_Problem details_. Nothing but the line containing "TARGET: white sail bundle" and the lines that follow it to the end of the material below should appear in the answer, each copied exactly.

_Data section_.
+ + + + +

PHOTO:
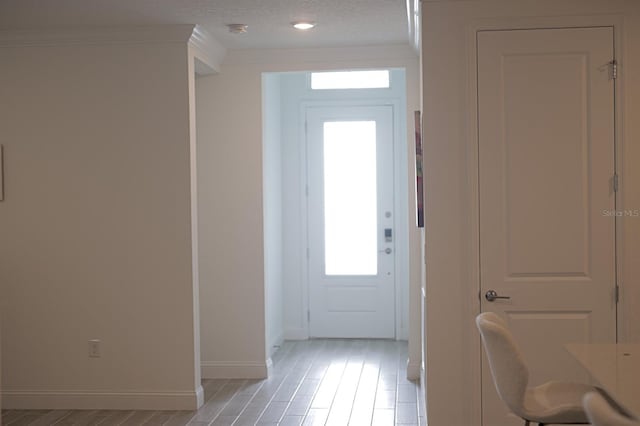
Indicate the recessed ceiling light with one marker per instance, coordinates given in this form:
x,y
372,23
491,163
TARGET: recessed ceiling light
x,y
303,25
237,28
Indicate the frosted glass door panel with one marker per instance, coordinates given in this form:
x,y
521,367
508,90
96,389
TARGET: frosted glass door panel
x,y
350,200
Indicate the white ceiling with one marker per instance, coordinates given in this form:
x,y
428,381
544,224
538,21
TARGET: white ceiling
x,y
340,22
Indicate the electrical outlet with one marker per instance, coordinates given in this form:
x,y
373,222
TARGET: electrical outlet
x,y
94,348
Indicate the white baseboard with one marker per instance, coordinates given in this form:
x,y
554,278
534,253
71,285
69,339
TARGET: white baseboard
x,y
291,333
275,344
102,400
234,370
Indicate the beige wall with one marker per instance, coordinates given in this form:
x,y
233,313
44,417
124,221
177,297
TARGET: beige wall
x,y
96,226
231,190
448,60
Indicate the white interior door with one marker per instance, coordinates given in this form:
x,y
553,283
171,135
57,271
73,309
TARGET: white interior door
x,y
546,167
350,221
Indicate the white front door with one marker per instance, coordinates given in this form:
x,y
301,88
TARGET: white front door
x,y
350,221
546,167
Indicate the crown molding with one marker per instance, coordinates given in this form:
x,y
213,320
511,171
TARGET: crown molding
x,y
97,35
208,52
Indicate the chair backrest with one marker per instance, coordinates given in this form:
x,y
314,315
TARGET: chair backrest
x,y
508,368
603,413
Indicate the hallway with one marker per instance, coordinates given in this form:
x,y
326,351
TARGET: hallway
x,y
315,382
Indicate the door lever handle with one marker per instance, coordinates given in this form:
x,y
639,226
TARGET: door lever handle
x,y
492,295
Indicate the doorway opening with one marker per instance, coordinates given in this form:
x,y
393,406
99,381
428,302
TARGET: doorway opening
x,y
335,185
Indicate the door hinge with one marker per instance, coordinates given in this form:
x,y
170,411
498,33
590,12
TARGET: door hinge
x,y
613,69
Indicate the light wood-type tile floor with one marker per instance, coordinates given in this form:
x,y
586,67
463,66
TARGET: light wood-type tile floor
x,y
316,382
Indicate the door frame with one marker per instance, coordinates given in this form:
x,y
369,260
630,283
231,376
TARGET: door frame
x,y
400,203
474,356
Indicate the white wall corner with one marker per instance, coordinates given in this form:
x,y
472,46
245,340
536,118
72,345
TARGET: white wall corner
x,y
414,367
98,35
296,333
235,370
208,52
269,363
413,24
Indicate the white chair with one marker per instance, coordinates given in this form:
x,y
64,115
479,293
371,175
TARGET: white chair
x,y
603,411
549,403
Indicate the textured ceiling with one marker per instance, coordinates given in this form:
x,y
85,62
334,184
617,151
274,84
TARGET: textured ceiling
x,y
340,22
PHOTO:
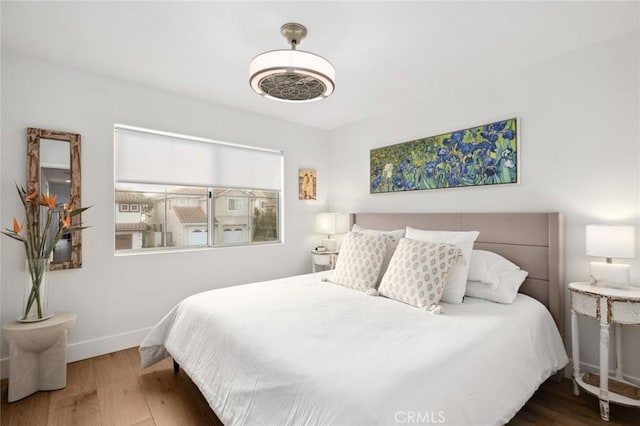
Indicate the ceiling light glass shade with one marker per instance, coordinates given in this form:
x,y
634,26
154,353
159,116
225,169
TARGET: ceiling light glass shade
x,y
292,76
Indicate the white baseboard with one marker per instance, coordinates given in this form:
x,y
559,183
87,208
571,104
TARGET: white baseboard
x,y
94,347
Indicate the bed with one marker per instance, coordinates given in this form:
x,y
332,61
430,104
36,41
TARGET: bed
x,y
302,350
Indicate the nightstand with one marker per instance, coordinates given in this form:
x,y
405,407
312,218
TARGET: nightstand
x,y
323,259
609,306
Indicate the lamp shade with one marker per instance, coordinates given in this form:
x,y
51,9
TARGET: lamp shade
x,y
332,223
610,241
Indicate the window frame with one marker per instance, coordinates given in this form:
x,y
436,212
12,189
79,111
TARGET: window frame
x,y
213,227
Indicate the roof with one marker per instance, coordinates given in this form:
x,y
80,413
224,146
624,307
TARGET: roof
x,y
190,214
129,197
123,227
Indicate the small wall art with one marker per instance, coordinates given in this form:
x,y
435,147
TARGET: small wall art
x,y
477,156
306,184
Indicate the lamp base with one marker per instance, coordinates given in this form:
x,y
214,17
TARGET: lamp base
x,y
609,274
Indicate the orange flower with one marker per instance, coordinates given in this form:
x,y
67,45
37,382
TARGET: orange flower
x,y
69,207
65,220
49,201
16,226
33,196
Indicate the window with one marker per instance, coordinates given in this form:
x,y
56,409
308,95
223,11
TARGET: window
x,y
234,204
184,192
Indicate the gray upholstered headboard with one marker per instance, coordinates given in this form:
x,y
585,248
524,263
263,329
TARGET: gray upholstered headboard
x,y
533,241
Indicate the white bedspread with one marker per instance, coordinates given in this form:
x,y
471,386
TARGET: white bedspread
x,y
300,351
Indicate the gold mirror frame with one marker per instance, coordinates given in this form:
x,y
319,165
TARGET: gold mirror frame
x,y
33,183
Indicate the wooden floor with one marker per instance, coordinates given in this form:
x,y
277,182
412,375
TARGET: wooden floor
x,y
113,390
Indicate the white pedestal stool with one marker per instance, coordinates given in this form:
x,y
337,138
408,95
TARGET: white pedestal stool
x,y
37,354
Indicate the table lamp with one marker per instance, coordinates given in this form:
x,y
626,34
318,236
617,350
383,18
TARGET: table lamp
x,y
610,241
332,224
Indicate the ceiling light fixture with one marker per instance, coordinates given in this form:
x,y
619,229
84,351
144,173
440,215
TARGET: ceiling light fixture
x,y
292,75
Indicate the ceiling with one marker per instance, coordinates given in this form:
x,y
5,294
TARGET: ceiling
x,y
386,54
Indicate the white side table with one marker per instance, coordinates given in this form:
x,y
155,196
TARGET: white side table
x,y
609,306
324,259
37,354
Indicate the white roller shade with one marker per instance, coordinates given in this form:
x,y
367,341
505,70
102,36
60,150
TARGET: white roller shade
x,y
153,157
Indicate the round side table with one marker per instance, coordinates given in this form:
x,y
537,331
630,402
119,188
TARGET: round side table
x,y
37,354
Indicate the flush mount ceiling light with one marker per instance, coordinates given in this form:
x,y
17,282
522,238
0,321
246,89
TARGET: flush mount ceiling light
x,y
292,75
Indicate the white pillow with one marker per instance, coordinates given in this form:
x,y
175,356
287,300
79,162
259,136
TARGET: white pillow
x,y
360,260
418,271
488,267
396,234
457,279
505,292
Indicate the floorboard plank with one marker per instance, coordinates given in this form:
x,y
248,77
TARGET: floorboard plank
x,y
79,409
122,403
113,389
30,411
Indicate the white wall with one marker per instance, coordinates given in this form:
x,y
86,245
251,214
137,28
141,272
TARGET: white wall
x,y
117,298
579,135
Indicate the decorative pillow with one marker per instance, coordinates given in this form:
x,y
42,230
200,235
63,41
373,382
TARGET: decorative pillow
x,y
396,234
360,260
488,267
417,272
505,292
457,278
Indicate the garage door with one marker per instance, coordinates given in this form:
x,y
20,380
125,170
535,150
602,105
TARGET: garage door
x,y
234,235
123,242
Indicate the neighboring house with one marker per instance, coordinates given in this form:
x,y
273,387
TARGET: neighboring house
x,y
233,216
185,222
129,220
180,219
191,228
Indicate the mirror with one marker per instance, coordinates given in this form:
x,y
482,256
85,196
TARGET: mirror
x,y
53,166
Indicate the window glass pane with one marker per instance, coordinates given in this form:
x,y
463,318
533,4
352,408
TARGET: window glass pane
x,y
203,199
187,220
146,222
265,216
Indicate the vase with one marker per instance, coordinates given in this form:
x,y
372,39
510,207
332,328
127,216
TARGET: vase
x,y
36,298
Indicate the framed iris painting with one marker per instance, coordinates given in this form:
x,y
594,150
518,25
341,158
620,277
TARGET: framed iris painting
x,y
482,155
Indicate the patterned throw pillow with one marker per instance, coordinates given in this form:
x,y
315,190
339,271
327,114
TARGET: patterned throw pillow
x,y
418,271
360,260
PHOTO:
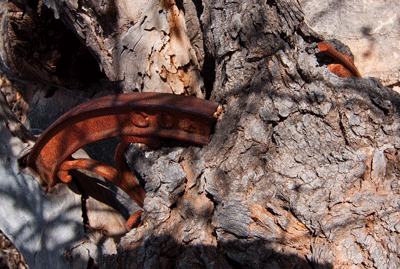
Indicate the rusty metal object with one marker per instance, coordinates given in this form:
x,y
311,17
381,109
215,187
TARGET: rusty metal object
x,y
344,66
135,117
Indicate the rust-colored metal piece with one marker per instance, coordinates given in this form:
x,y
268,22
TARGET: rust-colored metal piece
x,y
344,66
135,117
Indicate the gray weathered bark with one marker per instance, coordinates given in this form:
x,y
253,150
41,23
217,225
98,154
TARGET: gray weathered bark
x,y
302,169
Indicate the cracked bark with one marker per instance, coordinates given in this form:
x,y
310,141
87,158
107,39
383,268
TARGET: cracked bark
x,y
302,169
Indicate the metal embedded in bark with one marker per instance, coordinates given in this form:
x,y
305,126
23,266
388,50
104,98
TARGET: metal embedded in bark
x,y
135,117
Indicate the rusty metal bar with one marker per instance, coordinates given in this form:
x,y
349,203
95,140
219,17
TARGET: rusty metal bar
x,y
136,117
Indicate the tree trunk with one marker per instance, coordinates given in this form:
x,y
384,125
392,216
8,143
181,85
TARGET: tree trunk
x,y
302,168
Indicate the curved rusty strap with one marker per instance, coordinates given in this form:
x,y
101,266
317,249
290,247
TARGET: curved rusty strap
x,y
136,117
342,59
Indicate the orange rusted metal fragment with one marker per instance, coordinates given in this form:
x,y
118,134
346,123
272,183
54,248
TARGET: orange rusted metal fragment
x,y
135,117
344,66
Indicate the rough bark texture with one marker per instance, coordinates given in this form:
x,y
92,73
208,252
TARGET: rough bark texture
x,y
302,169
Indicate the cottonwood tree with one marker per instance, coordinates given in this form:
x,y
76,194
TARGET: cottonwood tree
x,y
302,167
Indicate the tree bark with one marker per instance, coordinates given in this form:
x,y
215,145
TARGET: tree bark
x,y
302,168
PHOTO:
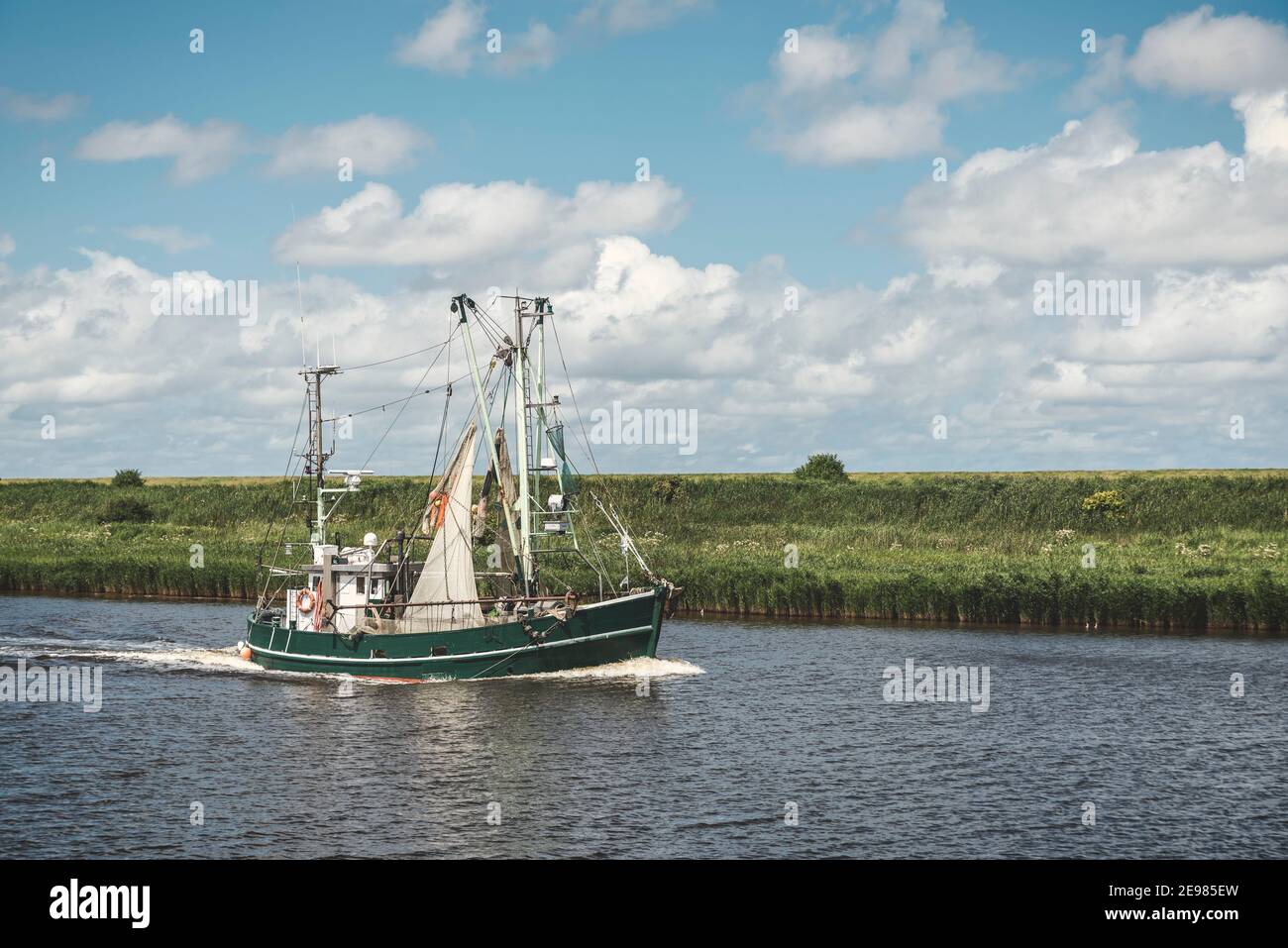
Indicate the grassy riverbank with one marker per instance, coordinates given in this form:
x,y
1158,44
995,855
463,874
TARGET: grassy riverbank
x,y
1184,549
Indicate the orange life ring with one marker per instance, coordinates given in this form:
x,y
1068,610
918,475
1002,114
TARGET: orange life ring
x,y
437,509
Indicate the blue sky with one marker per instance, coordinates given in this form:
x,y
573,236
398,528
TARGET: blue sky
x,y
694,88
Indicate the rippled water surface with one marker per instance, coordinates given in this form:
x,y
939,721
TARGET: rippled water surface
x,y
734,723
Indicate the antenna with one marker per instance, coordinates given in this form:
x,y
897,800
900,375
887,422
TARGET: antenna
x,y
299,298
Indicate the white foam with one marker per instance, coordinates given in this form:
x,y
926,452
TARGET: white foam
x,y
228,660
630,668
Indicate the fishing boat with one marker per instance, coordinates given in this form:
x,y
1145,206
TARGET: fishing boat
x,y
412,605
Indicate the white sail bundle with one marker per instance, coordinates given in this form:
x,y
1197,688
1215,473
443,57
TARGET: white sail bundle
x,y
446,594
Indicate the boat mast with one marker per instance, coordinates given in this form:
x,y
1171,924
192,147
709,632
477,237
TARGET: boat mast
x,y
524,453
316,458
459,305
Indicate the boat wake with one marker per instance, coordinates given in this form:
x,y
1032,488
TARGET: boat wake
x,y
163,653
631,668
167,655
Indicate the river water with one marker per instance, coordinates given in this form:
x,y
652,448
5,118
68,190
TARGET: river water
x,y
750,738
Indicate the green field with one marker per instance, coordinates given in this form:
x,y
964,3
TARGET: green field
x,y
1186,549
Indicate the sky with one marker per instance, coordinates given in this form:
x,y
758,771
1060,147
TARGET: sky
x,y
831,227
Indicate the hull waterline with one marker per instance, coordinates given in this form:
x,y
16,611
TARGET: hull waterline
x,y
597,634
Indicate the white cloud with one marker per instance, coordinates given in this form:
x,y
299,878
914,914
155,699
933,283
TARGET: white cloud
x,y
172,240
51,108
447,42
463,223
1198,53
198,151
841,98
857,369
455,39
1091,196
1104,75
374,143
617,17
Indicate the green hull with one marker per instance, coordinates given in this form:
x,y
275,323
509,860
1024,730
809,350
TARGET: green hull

+ + + + +

_Task solution_.
TARGET: white sail bundle
x,y
446,594
Indicate the boat mast with one marker per instance, coordinates given in this form:
x,y
1171,924
192,147
709,632
477,237
TARGET: boat mast
x,y
524,453
316,458
459,305
Indicate the boat wake with one marker per instance, coordinates given in this form:
x,y
1032,488
TARGET: boat wake
x,y
163,653
631,668
167,655
Indicate the river water with one marker per instance, coordinates given in this form:
x,y
652,448
5,118
68,190
TARGET: river water
x,y
750,738
Indicate the green field with one marker per instance, coordinates given in this form:
x,y
964,3
TARGET: green field
x,y
1186,549
Indicate the sky with one marker per instance, coordinates given in this form:
x,y
758,771
1060,147
TARGET: sky
x,y
831,227
Indicate the hull waterline with one marker per instance, coordinates given in this form:
x,y
16,611
TARGET: hull waterline
x,y
597,634
Indicate the white cloud with one marker per instance, coordinates given in this form:
x,y
299,878
914,914
155,699
933,283
TARGET: white cloud
x,y
172,240
51,108
447,42
463,223
1198,53
198,151
841,98
857,369
455,39
1091,196
1104,75
374,143
617,17
Indicate the green hull with one marker per instance, coordinates given in this form:
x,y
275,323
509,860
1024,730
809,350
TARGET: green hull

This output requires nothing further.